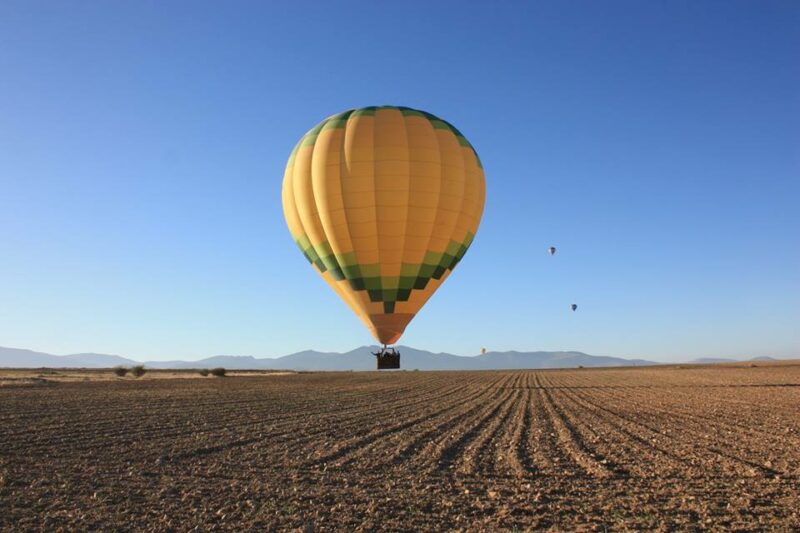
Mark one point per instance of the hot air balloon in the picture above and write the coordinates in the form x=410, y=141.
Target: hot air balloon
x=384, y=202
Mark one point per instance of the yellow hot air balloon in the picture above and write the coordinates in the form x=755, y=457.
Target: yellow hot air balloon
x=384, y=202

——

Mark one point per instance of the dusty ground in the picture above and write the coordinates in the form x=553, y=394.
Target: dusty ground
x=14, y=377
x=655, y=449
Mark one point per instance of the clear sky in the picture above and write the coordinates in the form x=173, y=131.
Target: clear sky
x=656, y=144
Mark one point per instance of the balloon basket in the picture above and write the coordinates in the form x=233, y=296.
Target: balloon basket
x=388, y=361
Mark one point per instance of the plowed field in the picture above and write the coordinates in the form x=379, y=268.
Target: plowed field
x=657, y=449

——

Exercise objective
Copy out the listing again from the line with "Mark one point per instance of the plowed" up to and including the line with "x=657, y=449", reproducing those lines unchanged.

Result
Mark one point per instance of the plowed field in the picture above and write the coordinates in the form x=379, y=268.
Target: plowed field
x=657, y=449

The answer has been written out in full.